■ Extracted records
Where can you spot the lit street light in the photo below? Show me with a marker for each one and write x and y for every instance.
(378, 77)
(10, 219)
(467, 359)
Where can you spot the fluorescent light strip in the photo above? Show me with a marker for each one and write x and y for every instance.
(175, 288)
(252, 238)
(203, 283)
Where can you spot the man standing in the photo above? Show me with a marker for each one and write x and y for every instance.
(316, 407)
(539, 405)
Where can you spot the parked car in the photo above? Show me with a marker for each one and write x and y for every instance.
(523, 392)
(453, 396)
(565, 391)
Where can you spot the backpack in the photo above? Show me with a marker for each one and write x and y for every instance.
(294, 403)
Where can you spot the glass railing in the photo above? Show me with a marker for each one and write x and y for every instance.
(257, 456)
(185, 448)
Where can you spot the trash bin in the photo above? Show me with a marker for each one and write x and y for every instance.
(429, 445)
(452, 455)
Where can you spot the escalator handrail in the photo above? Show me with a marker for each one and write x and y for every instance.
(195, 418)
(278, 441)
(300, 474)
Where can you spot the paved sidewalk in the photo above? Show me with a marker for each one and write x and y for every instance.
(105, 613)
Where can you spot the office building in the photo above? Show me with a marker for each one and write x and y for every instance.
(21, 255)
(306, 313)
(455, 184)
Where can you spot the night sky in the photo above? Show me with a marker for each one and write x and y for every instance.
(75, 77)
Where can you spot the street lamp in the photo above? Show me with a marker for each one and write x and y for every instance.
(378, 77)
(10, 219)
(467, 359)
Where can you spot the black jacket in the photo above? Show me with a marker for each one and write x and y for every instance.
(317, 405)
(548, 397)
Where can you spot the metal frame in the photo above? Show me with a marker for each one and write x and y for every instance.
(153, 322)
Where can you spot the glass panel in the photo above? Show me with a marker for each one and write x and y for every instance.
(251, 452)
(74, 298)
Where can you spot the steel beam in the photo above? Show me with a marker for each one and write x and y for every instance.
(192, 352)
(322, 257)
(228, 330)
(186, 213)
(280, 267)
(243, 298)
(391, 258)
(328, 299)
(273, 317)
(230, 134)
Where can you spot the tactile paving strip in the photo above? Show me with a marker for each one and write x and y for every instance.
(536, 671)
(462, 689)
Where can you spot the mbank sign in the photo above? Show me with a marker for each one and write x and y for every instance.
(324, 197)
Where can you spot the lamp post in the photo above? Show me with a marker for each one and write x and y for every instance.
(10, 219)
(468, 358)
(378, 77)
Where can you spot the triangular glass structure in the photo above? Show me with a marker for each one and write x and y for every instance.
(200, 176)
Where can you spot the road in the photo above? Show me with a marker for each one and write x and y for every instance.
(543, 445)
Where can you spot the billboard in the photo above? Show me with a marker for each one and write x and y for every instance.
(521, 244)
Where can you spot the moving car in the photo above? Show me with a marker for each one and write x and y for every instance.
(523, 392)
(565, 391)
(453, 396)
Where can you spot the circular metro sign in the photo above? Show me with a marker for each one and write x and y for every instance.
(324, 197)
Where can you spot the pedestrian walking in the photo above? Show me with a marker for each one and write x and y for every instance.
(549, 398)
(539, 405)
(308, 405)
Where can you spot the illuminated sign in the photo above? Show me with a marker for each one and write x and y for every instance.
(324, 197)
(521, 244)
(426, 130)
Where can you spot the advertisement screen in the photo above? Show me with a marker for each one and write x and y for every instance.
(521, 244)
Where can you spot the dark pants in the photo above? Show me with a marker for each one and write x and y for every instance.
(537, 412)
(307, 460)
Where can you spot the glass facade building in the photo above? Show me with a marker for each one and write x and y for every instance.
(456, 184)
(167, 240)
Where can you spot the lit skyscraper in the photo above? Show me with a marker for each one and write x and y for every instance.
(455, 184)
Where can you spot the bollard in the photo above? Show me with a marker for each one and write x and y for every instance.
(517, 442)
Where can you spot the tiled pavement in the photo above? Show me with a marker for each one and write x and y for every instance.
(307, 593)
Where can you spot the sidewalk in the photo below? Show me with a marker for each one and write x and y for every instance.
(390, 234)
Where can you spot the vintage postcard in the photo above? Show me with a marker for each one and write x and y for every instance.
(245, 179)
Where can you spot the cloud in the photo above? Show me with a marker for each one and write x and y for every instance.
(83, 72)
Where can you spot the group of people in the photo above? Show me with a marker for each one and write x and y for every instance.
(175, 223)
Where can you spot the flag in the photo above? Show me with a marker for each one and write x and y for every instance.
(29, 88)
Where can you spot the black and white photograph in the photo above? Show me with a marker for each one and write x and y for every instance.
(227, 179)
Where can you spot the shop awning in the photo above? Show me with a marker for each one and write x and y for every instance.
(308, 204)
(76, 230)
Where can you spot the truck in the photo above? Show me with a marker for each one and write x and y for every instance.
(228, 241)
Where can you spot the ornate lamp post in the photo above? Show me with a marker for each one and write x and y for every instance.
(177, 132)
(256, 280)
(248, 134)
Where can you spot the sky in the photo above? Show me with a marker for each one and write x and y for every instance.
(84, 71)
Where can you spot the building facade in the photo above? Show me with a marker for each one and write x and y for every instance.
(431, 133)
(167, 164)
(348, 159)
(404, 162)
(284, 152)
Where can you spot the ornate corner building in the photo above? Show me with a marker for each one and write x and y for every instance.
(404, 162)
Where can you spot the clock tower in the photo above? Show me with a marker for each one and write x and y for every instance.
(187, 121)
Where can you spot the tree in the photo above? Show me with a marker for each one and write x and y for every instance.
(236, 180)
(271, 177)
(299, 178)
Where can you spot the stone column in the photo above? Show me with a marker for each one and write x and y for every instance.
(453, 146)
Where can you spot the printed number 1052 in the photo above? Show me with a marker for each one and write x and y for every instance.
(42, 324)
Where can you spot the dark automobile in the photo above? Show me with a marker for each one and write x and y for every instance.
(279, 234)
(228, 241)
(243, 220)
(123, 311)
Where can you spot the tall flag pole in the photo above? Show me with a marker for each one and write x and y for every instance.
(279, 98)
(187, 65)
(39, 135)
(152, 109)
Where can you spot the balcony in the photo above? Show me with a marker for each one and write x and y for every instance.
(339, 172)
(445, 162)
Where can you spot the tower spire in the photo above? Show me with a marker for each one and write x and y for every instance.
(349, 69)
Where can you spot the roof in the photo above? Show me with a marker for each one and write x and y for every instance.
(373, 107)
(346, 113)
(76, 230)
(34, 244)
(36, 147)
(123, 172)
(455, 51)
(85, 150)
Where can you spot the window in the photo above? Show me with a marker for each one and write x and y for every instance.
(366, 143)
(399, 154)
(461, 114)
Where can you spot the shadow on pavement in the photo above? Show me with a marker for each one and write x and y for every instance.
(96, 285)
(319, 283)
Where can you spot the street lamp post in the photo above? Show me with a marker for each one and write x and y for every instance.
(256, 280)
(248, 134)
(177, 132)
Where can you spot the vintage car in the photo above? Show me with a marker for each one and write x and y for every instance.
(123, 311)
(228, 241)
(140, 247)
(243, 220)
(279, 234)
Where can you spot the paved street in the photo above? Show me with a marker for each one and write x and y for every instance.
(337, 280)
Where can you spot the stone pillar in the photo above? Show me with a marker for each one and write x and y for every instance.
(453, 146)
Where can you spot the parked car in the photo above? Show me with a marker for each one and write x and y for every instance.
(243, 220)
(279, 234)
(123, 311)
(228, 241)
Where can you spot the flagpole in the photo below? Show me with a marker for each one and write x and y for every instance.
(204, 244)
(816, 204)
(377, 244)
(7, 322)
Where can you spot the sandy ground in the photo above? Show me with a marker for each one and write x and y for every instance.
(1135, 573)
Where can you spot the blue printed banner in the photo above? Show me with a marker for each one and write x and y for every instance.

■ Exercise aim
Give the listing again, word for word.

■ Exercise answer
Where can you spot the lit street light in the photo below? Show me with a marker for each one and write x and y for every instance.
(378, 77)
(10, 219)
(467, 359)
Where can you spot the fluorescent light strip in the photo above? Show me with a marker for each one and write x and y for every instance.
(175, 288)
(252, 238)
(203, 283)
Where can you spot the man standing in the photo above? Show me with a marker for each one and write x and y for every instance.
(316, 407)
(539, 405)
Where can you spot the parked car in the photo above? Show me with a marker for each one and write x and y for every instance.
(523, 392)
(453, 396)
(565, 391)
Where can you spot the backpack in the photo above? Show me with a marker for each one and write x and y for every instance.
(294, 403)
Where can you spot the glass railing in the photo above? Show me with a marker for each one and write x and y for every instance.
(257, 456)
(185, 448)
Where can you spot the trash bin in the photo above? Show me with a marker for each one and write x and y for every instance.
(429, 445)
(452, 455)
Where can you spot the escalator handrail in the photo above? Show me with a marker for each one and write x and y for every instance.
(195, 418)
(278, 441)
(300, 474)
Where can you spot the paved sidewalk in the photo above? Show me with a marker for each one and write x and y for every instance.
(105, 613)
Where can you spot the office building in the photo above? Show me with a marker for each one and write x and y for every instance.
(21, 255)
(306, 313)
(455, 184)
Where can you spot the night sky in the photo above? Show me with a marker for each one and write x and y for every instance.
(75, 77)
Where can you spot the street lamp in the photo above? Show me with a marker for each one and write x and y for every instance.
(378, 77)
(10, 219)
(467, 359)
Where can you spot the black jacket in the photo above? Show me with a marker for each one and write x and y for every instance.
(317, 405)
(548, 397)
Where can you spot the metal frame in the photo above? Show me with a marker for each one and write x and y for every instance.
(153, 322)
Where can you spot the glass panel in the photo above? Show me with a marker for each one and write x and y for every instance.
(251, 452)
(74, 298)
Where can you spot the steel beam in the photo above? Show me with a marker for each one and write x and y for every instance.
(192, 352)
(322, 257)
(228, 330)
(186, 213)
(280, 267)
(243, 298)
(391, 258)
(328, 299)
(273, 317)
(230, 134)
Where can you spot the tactile paving strip in the photo above? Show me with a marker for each one and write x and y for every instance.
(536, 671)
(462, 689)
Where can you spot the mbank sign in the photo above? Show me with a marker for each one and write x and y for every instance.
(324, 197)
Where can you spot the lamp post in the photo above? Show me with a marker for each one and write x and y for every instance.
(10, 219)
(468, 358)
(378, 77)
Where can you spot the triangular glass structure in the photo above? Show me with a marker for each one and write x and y for every instance.
(200, 176)
Where can you spot the road in the photo above? Show me with a marker for each one and write x and y for every instance.
(543, 445)
Where can you spot the billboard in the photo above? Show me with a marker for each one and write x and y for every instance.
(521, 244)
Where can you spot the moving car in the photo above? Show me with a marker for each one and write x and y for every instance.
(523, 392)
(565, 391)
(453, 396)
Where can you spot the circular metro sign in the photo above? Show me with a marker for each one and write x and y for every instance.
(324, 197)
Where can you spot the pedestrian walking in the photo above? Show me with a marker for each one and write x and y for every instance.
(549, 398)
(539, 405)
(308, 405)
Where can you spot the illuminated sign in the photo above? Show me with a marker for each one and write x and y for every instance.
(324, 197)
(521, 244)
(426, 130)
Where can you spot the advertisement screen in the photo above? Show me with a marker for each one and write x and y for every instance.
(521, 244)
Where can you spot the dark pants in the photo above? Show me with a marker for each one and write x and y for every instance.
(537, 412)
(307, 460)
Where can you spot the glass facade building in the photo above? Show me with a marker for each one and write x and y for every instance.
(456, 184)
(167, 240)
Where can you spot the lit skyscraper in the photo above? Show me with a marker for each one and write x and y for every instance.
(455, 184)
Where can you spot the bollard in the photo above? Show me with a marker for each one and write x and y for every instance.
(517, 442)
Where can you spot the tiled pavement in the photo above? Show me with a marker for each one and write x and y for every instance.
(307, 593)
Where can you spot the sidewalk in the photo below? Show me with a marker for each one and write x and y for every instance.
(390, 234)
Where can you spot the vintage postcard in the photo above? Show me with a marker for each one and write x and y for every instance.
(245, 179)
Where can you spot the cloud in the photo above? Show me with a marker for each one and write x and y for every instance.
(83, 72)
Where can you spot the group of people in the photo above? Show me with a marker for each one and write x and y for every instance.
(175, 223)
Where can you spot the flag in the photo above? Show me with a marker for each one and write x and y for every instance.
(29, 88)
Where can you spot the black and white photograph in the photo above? Show me with a marker for each one and write x and y for every instance.
(227, 179)
Where can you spot the shop awning in the photo above? Show me with a marker for each one and write x and y for every instance.
(308, 204)
(76, 230)
Where can you spot the truck in the photo above? Show me with a marker for each one and write x and y for every instance.
(228, 241)
Where can you spot the ornate lamp post in the photo above? Show me with a marker for each one and write x and y for every instance.
(177, 132)
(256, 280)
(248, 134)
Where can you spot the sky in the photo above? Show me with a marker for each one and write x and y for every instance.
(84, 71)
Where can you spot the building facade in the photo above? Show me with a marker for each one and write x and y for every instance.
(431, 133)
(167, 164)
(348, 159)
(404, 162)
(284, 152)
Where can you spot the ornate corner building in the photo above? Show me with a marker for each one and write x and y for every instance.
(404, 162)
Where can you spot the clock tower in the photo above? Show me with a marker for each one and write x and y for every instance.
(187, 121)
Where can you spot the tree in the photo above? Show me with a marker for each one and write x and y for every instance.
(236, 180)
(271, 177)
(299, 178)
Where can you spot the stone column in the photo above? Show me with a marker for each one and write x and y for every instance.
(453, 146)
Where can you spot the printed number 1052 in the photo above? Show me with a marker for each one and write x and y for every instance.
(42, 324)
Where can you spot the dark automobile in the photo above? Show me with a marker for each one and write x and y for every instance.
(279, 234)
(228, 241)
(243, 220)
(123, 311)
Where can you spot the tall flag pole in the photo above? Show me with a marker for each one and write x and y for every instance.
(279, 98)
(187, 65)
(39, 135)
(152, 109)
Where can you spot the balcony in the photo above? Show me with a marker for each one and write x and y for every instance.
(339, 172)
(445, 162)
Where can you spot the tower spire in the photo above? Show me with a marker for each one and write x and y for every instance.
(349, 69)
Where can you spot the roof in the photo above? Show me with a marker for each one and write x and y for every instance.
(373, 107)
(346, 113)
(76, 230)
(34, 244)
(36, 147)
(123, 172)
(455, 51)
(85, 150)
Where can you spot the window in the photo above? Show me with a marker for each one and write x and y for every instance.
(366, 143)
(399, 154)
(461, 114)
Where can you spot the shadow on pavement in the photo above? Show me with a marker for each one and write x and y for every instance.
(96, 285)
(319, 283)
Where can you spot the street lamp post in the photo above? Show me with a marker for each one and write x and y for every instance.
(256, 280)
(248, 134)
(177, 132)
Where can you spot the vintage car in the photo above? Show me with a marker for each one and write x and y for every instance.
(123, 311)
(228, 241)
(140, 247)
(243, 220)
(279, 234)
Where can you spot the paved street in the photo above? Show me with a marker for each one and write x and y for every instance.
(337, 280)
Where can you spot the stone pillar in the photo above? Show me with a marker for each one and write x and y for every instance.
(453, 146)
Where can you spot the parked car in the photo above? Show me with a marker for each one and write x and y for every instance.
(243, 220)
(279, 234)
(123, 311)
(228, 241)
Where can you spot the flagpole in the photo below? Show me with a marker for each one and write x and y for every instance.
(204, 244)
(816, 204)
(377, 244)
(7, 322)
Where can you spot the sandy ground in the photo above? Show me with a marker for each one and write x and y for every instance.
(1135, 573)
Where can you spot the blue printed banner in the photo above? Show me with a marker for each one and write x and y for every instance.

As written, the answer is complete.